Show all lines from the material that carry the word "stadium".

——————

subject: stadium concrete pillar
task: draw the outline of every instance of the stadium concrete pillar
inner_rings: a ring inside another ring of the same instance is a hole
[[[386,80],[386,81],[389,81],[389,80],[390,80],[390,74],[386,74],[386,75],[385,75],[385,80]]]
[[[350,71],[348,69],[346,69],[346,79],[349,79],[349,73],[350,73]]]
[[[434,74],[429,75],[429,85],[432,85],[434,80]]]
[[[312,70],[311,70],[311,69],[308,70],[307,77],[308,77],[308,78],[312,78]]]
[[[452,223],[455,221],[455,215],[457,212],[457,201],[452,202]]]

——————

● Answer to this problem
subject: stadium concrete pillar
task: draw the outline of every instance of the stadium concrete pillar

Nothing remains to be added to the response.